-- Your objective --
I'd like an exact copy of only the lines from the start of the listing below through the line that holds "Identify the shirt". Please keep the pictures out.
·····
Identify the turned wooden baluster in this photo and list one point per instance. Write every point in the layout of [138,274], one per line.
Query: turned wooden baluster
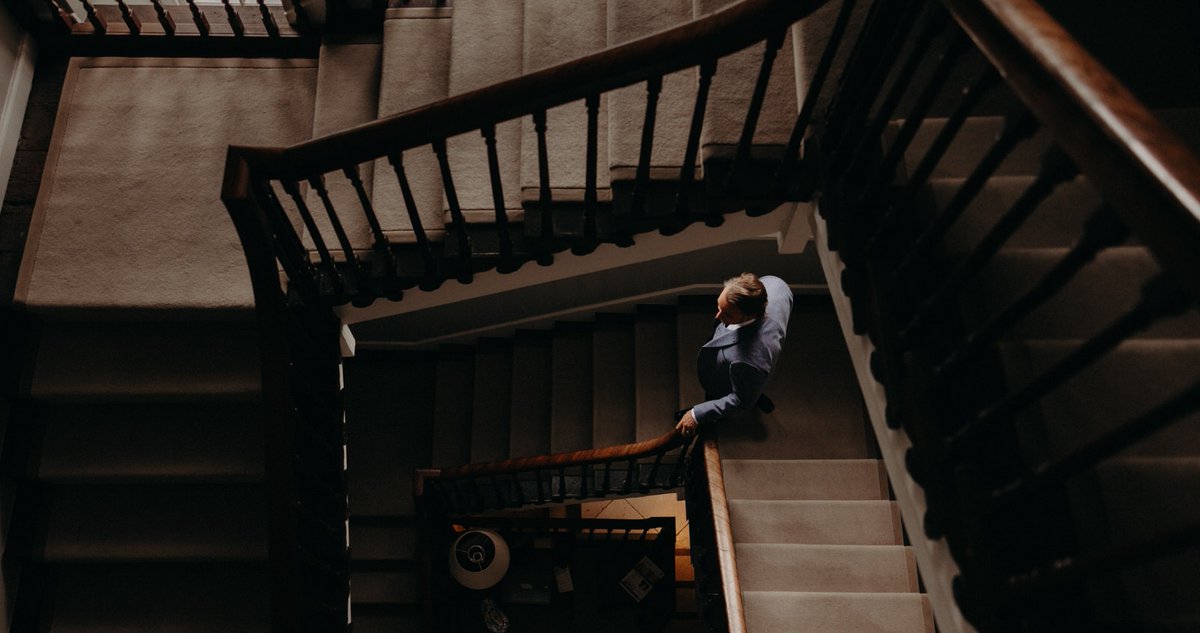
[688,172]
[653,88]
[165,18]
[130,18]
[235,23]
[757,97]
[269,23]
[97,23]
[507,263]
[199,18]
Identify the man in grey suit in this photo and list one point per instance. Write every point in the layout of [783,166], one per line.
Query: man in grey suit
[735,366]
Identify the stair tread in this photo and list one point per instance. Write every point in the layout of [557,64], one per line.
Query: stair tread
[867,613]
[1099,294]
[869,523]
[136,360]
[804,478]
[827,568]
[155,523]
[1137,375]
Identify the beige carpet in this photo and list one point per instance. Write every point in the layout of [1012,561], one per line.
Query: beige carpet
[130,215]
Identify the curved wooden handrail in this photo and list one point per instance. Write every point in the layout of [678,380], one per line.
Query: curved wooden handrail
[1121,145]
[720,34]
[667,441]
[723,530]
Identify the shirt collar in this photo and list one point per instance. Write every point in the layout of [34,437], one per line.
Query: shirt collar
[743,324]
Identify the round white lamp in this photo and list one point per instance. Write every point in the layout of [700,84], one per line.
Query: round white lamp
[479,559]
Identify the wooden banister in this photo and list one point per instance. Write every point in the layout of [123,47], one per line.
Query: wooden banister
[1151,178]
[663,444]
[723,530]
[689,44]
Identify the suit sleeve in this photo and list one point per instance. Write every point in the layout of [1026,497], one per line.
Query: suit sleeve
[748,383]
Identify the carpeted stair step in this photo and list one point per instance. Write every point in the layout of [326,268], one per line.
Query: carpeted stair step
[486,48]
[972,142]
[805,478]
[148,360]
[655,371]
[347,95]
[571,387]
[556,32]
[492,401]
[532,374]
[769,612]
[613,410]
[1135,377]
[1098,295]
[389,402]
[129,523]
[1057,222]
[862,523]
[154,597]
[804,567]
[151,442]
[405,85]
[453,407]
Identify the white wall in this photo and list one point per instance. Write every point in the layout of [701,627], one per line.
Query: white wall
[16,78]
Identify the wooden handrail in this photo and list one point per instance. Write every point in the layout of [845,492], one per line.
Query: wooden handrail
[667,441]
[723,32]
[723,530]
[1126,151]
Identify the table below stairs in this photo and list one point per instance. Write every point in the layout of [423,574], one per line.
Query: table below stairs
[598,553]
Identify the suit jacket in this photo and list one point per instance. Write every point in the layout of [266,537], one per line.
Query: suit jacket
[733,367]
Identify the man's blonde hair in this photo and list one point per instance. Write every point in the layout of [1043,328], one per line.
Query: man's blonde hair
[747,294]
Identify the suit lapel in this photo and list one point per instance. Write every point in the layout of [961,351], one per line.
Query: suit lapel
[725,337]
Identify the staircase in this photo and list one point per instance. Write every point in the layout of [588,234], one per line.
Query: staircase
[139,463]
[125,477]
[616,379]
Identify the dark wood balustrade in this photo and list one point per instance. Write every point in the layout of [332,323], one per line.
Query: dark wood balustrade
[718,586]
[118,18]
[385,269]
[1006,514]
[579,475]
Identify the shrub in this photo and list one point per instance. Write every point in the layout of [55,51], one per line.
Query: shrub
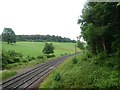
[10,57]
[57,76]
[50,56]
[74,60]
[40,57]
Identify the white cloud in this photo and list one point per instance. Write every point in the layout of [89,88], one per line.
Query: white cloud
[54,17]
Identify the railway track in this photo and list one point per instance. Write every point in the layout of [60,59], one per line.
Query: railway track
[27,79]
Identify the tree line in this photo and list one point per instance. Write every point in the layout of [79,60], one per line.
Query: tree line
[100,26]
[9,36]
[42,38]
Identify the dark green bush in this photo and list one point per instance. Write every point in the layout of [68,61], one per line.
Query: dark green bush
[40,57]
[74,60]
[50,56]
[10,57]
[57,77]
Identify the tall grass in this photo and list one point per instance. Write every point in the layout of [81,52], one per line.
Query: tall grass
[35,48]
[84,72]
[6,74]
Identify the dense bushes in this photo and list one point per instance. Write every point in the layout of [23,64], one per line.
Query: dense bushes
[86,72]
[12,58]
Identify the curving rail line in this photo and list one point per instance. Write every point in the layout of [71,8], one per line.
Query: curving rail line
[25,80]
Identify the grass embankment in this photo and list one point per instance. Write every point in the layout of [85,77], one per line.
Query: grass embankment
[28,54]
[6,74]
[86,71]
[35,48]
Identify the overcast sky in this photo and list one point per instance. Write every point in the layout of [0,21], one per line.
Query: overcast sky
[53,17]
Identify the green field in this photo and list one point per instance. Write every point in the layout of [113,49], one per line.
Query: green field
[35,48]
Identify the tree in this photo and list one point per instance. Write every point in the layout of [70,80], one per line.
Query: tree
[48,48]
[100,26]
[8,35]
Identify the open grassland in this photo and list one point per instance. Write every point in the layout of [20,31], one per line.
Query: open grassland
[32,52]
[35,48]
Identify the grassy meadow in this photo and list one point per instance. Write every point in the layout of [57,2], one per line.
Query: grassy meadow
[35,48]
[31,52]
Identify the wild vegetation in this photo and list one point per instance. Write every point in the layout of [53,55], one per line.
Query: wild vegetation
[21,55]
[98,65]
[43,38]
[85,71]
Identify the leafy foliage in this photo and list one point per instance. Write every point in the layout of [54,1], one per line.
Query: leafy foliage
[43,38]
[100,26]
[48,48]
[86,73]
[8,35]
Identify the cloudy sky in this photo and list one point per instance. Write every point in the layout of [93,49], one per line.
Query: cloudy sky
[53,17]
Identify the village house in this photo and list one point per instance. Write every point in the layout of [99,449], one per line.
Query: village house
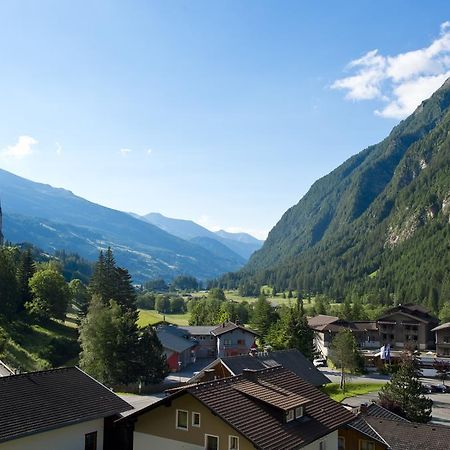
[376,428]
[407,325]
[184,344]
[326,327]
[292,360]
[206,342]
[442,339]
[178,346]
[5,370]
[233,339]
[268,409]
[56,409]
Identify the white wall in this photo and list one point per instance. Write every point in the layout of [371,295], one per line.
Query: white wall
[66,438]
[144,441]
[330,441]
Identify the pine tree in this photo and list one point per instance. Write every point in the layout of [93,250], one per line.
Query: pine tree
[25,271]
[109,342]
[403,394]
[263,315]
[8,283]
[151,361]
[344,354]
[299,335]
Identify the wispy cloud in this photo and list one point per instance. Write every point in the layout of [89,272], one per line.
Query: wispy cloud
[125,151]
[401,81]
[207,222]
[21,149]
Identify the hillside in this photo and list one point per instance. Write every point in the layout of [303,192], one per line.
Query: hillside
[377,224]
[55,219]
[242,245]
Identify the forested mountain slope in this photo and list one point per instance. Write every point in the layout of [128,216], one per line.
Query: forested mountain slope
[377,224]
[242,245]
[56,219]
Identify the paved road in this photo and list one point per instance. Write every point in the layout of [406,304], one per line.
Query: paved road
[441,402]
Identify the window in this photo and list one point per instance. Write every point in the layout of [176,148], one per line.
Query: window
[289,415]
[211,442]
[195,419]
[90,441]
[233,443]
[182,419]
[366,445]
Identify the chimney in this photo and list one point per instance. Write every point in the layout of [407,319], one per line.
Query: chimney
[363,408]
[250,374]
[208,375]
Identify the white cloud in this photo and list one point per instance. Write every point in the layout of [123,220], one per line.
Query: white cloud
[403,81]
[207,222]
[21,149]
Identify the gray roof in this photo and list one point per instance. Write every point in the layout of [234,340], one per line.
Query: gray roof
[173,341]
[362,426]
[292,360]
[442,327]
[226,327]
[199,329]
[40,401]
[411,436]
[5,370]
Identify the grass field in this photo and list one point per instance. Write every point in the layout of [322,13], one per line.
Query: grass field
[150,317]
[351,390]
[35,347]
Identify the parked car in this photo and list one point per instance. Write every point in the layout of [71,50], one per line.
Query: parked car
[442,388]
[320,362]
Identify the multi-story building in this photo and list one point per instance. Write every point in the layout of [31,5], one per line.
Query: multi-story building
[442,339]
[268,409]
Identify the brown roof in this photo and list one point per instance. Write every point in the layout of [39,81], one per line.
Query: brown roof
[272,395]
[40,401]
[230,326]
[417,311]
[320,321]
[442,327]
[411,436]
[366,325]
[260,423]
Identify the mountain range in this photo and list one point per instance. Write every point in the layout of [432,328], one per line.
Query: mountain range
[56,219]
[376,225]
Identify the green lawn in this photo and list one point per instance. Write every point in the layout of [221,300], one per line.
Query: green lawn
[351,390]
[150,317]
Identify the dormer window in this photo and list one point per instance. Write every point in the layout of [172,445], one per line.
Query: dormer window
[290,415]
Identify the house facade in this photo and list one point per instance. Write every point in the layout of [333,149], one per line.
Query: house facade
[292,360]
[206,342]
[407,325]
[178,345]
[233,339]
[268,409]
[442,339]
[57,409]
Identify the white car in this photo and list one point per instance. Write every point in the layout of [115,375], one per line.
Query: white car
[320,362]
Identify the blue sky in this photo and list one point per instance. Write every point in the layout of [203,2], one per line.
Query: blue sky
[224,112]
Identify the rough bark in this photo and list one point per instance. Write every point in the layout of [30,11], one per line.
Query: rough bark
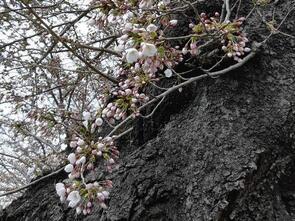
[221,150]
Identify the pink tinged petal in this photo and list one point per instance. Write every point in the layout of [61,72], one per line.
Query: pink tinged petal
[99,121]
[69,168]
[72,158]
[168,73]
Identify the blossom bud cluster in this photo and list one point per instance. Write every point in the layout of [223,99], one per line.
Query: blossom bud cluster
[83,198]
[230,35]
[146,57]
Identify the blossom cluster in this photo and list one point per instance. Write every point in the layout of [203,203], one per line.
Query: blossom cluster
[147,56]
[230,35]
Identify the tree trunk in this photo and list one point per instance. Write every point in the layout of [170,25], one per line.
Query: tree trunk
[223,149]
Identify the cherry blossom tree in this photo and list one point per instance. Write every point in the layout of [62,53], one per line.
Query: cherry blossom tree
[75,74]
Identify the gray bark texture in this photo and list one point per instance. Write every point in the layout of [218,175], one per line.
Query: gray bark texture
[223,149]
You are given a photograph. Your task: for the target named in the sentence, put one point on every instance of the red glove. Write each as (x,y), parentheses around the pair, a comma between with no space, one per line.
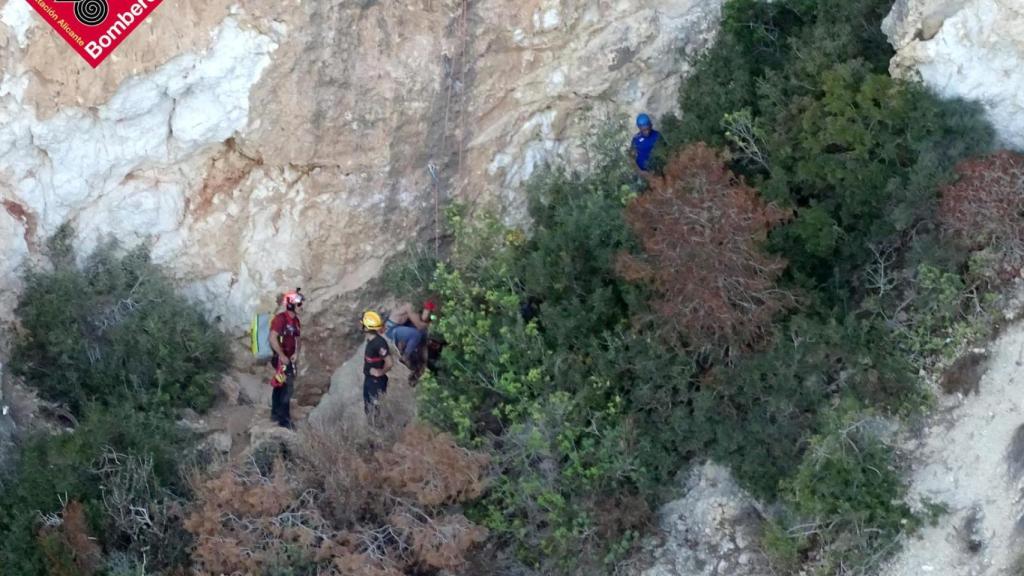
(279,377)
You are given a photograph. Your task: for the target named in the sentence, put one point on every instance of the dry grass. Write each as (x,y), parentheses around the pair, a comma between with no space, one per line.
(343,503)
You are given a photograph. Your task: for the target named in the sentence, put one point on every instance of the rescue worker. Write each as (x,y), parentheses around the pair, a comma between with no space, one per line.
(644,141)
(377,363)
(408,327)
(286,330)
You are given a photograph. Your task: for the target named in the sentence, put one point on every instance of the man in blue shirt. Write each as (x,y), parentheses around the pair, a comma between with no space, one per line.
(644,141)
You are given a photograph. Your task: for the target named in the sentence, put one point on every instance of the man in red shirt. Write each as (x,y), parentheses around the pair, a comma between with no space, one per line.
(286,329)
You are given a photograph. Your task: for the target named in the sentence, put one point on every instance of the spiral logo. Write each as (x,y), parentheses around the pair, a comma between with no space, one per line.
(90,12)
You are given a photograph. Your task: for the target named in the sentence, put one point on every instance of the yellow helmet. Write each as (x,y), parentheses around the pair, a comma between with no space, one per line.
(372,321)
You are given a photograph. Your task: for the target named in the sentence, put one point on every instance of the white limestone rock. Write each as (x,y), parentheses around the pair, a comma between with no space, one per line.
(711,530)
(971,49)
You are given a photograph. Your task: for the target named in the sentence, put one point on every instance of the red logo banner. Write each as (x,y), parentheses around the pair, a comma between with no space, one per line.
(94,28)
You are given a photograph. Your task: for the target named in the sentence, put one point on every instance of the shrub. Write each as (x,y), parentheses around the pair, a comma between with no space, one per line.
(850,498)
(701,231)
(114,330)
(983,209)
(62,467)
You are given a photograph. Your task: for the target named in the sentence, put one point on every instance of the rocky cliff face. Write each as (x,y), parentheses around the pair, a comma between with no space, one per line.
(972,49)
(269,145)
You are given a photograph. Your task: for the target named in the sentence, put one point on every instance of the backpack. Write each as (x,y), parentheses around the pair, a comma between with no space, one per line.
(260,335)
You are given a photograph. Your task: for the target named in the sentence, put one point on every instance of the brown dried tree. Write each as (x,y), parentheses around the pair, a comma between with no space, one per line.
(984,208)
(398,517)
(702,231)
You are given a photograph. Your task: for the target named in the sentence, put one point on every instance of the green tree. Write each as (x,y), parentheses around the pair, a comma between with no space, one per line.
(114,330)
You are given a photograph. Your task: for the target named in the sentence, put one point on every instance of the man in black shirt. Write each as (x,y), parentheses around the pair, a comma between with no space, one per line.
(377,362)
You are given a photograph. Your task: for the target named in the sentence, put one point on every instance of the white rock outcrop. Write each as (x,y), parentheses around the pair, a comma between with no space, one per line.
(971,49)
(714,529)
(268,145)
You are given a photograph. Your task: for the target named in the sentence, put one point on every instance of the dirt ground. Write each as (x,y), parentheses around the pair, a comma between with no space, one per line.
(961,459)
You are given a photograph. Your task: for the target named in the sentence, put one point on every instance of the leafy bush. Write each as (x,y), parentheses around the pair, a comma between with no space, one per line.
(52,469)
(849,498)
(815,121)
(397,516)
(114,330)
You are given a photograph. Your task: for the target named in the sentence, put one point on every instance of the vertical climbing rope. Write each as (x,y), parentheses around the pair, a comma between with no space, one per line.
(449,68)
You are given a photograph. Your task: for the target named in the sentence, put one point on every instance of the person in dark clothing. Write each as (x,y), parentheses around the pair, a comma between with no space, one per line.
(377,363)
(286,329)
(644,141)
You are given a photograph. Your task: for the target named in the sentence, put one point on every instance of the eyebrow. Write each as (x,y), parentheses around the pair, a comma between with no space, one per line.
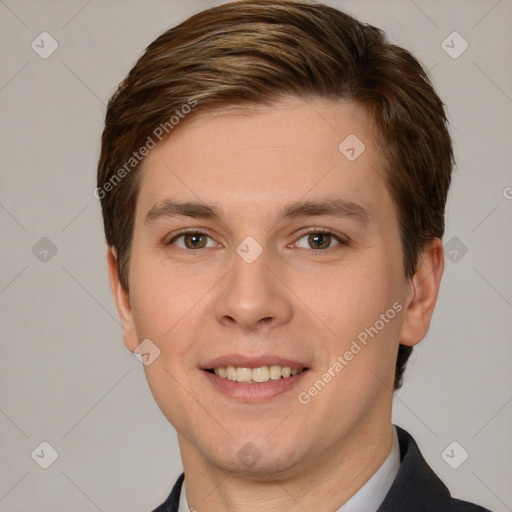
(332,207)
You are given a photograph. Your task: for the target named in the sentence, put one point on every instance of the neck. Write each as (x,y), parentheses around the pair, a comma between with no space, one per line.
(324,484)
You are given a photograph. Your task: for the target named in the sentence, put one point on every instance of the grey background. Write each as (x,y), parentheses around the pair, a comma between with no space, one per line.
(65,375)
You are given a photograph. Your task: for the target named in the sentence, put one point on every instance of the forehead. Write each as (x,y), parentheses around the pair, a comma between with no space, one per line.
(261,157)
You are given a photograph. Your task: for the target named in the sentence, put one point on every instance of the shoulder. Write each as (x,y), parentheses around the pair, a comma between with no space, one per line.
(416,487)
(465,506)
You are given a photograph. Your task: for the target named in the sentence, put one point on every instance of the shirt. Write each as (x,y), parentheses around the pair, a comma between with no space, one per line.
(368,498)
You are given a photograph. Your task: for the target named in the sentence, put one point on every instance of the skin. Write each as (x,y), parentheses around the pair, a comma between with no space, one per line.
(292,302)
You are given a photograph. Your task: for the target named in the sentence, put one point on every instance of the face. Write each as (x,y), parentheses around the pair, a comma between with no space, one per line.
(267,268)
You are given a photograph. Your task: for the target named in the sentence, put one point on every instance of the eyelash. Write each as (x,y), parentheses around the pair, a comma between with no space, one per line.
(342,241)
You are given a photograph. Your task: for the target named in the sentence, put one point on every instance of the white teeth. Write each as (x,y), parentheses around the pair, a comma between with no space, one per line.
(261,374)
(275,372)
(256,375)
(243,374)
(231,373)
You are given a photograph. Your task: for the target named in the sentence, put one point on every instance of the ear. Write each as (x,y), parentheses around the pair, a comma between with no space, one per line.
(122,300)
(424,291)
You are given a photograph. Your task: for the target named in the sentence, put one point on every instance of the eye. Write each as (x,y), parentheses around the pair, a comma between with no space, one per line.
(319,240)
(192,240)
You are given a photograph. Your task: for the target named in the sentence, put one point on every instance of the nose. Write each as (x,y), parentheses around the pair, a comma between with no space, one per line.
(253,296)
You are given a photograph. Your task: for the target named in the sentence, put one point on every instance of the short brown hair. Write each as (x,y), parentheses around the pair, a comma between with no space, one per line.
(256,51)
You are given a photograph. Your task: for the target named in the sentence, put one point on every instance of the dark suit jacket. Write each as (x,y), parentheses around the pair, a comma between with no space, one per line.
(416,487)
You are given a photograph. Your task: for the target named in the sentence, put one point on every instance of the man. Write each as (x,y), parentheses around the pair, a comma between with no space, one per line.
(273,179)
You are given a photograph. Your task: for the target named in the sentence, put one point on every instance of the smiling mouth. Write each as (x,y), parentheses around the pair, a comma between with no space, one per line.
(255,375)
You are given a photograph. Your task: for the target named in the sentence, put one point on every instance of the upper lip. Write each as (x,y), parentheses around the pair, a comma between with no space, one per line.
(251,362)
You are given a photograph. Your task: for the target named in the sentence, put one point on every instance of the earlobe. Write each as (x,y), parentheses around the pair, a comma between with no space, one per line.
(122,300)
(424,291)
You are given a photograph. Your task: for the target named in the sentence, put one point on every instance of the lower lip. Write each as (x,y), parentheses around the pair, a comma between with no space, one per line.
(257,392)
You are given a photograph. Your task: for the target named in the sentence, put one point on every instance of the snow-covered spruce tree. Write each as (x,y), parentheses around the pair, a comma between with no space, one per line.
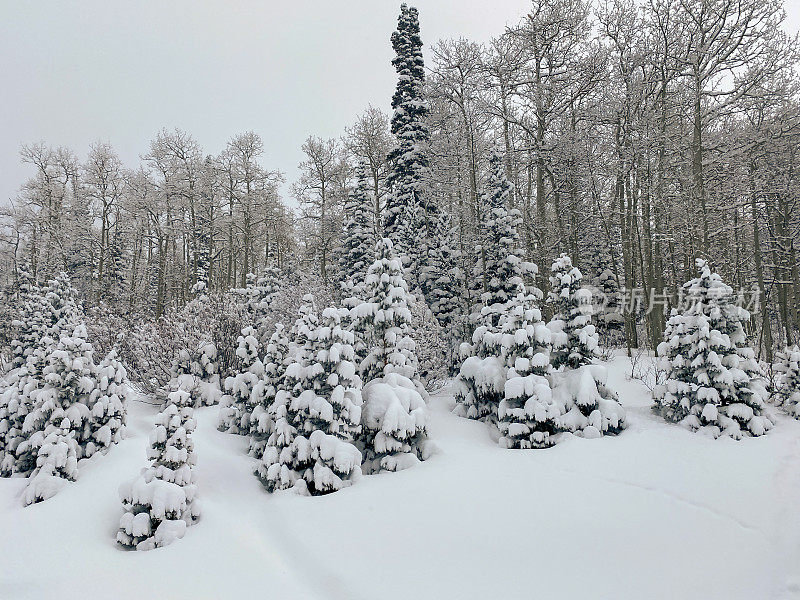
(195,371)
(46,313)
(788,388)
(386,317)
(107,404)
(327,413)
(713,381)
(265,392)
(31,325)
(410,214)
(610,323)
(394,414)
(69,380)
(161,502)
(358,234)
(445,282)
(503,267)
(591,408)
(261,301)
(482,375)
(527,416)
(575,341)
(276,470)
(237,404)
(56,464)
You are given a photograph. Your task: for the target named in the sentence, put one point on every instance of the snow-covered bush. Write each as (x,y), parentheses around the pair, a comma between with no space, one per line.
(394,421)
(527,415)
(195,371)
(358,238)
(788,389)
(384,319)
(65,393)
(56,464)
(236,405)
(265,391)
(713,381)
(589,407)
(161,502)
(107,404)
(57,382)
(574,337)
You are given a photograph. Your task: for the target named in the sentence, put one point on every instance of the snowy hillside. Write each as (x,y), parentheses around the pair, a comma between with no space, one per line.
(657,512)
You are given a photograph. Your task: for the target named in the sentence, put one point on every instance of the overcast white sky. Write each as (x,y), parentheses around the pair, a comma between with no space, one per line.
(75,72)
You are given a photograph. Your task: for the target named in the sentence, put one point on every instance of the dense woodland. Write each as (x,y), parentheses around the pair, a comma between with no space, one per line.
(638,136)
(490,231)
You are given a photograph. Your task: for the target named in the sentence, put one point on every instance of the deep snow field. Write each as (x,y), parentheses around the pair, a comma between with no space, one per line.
(658,512)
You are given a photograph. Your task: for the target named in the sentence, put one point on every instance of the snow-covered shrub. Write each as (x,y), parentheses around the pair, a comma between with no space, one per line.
(610,322)
(56,464)
(394,421)
(107,404)
(591,408)
(236,404)
(265,391)
(574,337)
(713,381)
(384,319)
(323,411)
(788,385)
(161,502)
(527,416)
(69,380)
(482,375)
(54,379)
(195,371)
(276,467)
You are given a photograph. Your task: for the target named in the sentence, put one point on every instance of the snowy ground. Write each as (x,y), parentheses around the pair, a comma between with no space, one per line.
(656,513)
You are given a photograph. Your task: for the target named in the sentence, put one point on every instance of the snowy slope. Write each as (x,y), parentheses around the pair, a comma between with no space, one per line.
(656,513)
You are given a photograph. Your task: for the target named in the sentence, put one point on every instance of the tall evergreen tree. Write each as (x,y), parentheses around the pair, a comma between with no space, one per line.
(788,389)
(235,406)
(386,319)
(713,381)
(276,469)
(410,215)
(503,268)
(357,237)
(590,408)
·····
-- Output of the task --
Identify the turned wooden baluster in this photo and list one point per instance. Write every point in the layout of [138,274], one per line.
Query: turned wooden baluster
[688,172]
[653,88]
[165,18]
[130,18]
[235,23]
[757,97]
[269,23]
[97,23]
[507,263]
[199,18]
Identify the man in grey suit in this photo and list one point per instance. Write every point in the layout of [783,166], one per line.
Query: man in grey suit
[735,366]
Identify the stair tread in this photo and list one point per instance. Write every point in the layout of [557,64], one per line.
Query: stair tread
[867,613]
[1099,294]
[869,523]
[136,360]
[804,478]
[827,568]
[155,523]
[1137,375]
Identify the beige carpet in this photo and list one point per instance. Write every point in the layout of [1012,561], one per line.
Query: beige carpet
[130,215]
Identify the curved wooden handrail in this photo and list one point per instance. Write every point in the layout of [678,380], one per line.
Query: curved wooden handrail
[1121,145]
[720,34]
[667,441]
[723,530]
Identify the shirt collar in this photo and list one point per instance. Write every point in the layout of [34,437], one per line.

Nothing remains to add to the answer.